__Do this__. Please lay out the rows as a JSON list of strings, one string per line and no blank lines, covering only the stretch from the line with "Target: person standing" up to and including the last line of the rows.

BEGIN Data extract

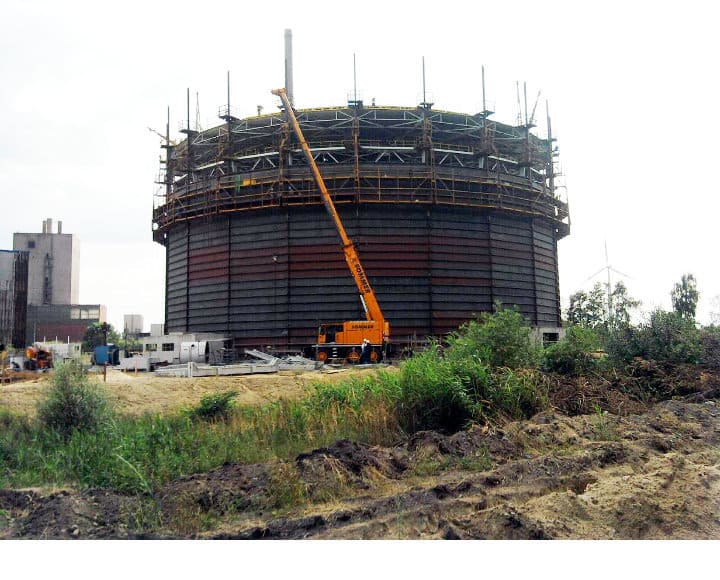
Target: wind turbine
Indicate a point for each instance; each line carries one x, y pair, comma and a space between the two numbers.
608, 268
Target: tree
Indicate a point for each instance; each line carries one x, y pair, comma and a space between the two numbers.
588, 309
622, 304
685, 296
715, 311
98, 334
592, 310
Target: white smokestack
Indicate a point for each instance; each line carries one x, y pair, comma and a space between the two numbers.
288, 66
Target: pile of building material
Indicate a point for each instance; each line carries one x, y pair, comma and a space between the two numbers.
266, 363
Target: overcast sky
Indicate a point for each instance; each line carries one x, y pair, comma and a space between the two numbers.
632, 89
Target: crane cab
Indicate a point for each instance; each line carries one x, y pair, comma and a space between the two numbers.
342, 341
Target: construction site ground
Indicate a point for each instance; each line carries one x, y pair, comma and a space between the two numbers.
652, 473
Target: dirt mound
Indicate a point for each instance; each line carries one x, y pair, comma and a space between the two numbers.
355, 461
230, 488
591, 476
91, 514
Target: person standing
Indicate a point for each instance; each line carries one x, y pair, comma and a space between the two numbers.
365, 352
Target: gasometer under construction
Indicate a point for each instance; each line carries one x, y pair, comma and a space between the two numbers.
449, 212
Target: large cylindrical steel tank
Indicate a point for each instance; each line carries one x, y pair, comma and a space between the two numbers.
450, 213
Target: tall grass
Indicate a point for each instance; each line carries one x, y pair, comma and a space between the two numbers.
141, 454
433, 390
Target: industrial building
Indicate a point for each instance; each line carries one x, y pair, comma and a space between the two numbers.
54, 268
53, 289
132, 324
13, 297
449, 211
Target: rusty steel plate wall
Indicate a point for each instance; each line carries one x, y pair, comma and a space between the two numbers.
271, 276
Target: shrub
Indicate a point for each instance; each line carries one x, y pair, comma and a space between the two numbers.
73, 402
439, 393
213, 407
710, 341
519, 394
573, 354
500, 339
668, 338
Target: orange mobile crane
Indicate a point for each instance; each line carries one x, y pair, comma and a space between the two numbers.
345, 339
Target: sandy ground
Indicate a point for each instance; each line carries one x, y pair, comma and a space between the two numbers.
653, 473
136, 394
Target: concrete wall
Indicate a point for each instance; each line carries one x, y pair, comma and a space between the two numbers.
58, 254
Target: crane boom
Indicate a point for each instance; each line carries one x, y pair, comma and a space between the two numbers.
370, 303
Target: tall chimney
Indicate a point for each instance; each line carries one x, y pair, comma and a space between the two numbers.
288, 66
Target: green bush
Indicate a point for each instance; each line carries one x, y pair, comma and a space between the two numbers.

END Data extract

__Output for this exercise__.
[
  "Target: person standing",
  "Indicate a point for each instance; each line carries one x, y pair, comma and a space between the two numbers.",
  "365, 352",
  "Target: gasometer under construction",
  "Indicate a point for each instance; each line carries one x, y pair, comma and a space between the two numbers.",
  "449, 212",
  "Target: large cylindrical steel tank",
  "Indicate a point for each instance; each line carries one x, y pair, comma and a space between the two numbers.",
  "450, 213",
  "Target: tall grass",
  "Indicate a point for each instance; each line carries one x, y pair, comma and a space between the two numbers.",
  "141, 454",
  "433, 390",
  "Target: industrial building",
  "Indicate a point for each instance; each line carries one x, y pair, comma and a space between the two numbers.",
  "54, 268",
  "53, 289",
  "132, 324",
  "13, 297",
  "449, 211",
  "Target: rusty steel plate wall",
  "Indicate a point for each instance; each line carries one x, y pair, comma and a space between the two numbers.",
  "271, 276",
  "Target: shrub",
  "Indicate a point for each instance; each line carries one x, y pair, comma and a space between the two numbers.",
  "73, 402",
  "439, 393",
  "213, 407",
  "710, 341",
  "519, 394",
  "573, 354",
  "500, 339",
  "668, 338",
  "Target: orange mobile crane",
  "Indicate a point for each instance; each line carries one x, y pair, comma and a space between the two numbers.",
  "345, 339",
  "Target: sandy ground",
  "Indicate a point for each instance; each line carries one x, y pair, comma and a space between the two numbers.",
  "653, 473",
  "136, 394",
  "Target: concrete wall",
  "Indicate a point for each instance; each line carries one x, y pair, comma and a space between the two numbers.",
  "58, 254",
  "Target: crane boom",
  "Indicate a point for each instance; each line carries one x, y pair, comma and a space between the two numbers.",
  "370, 303",
  "Target: tall chimney",
  "Indicate a point for each instance; each line carries one x, y pair, comma and a space between the two numbers.",
  "288, 66",
  "Target: green bush",
  "Indicate a point for each instance; each line carries one x, y pair, comma and a space between the two numbers."
]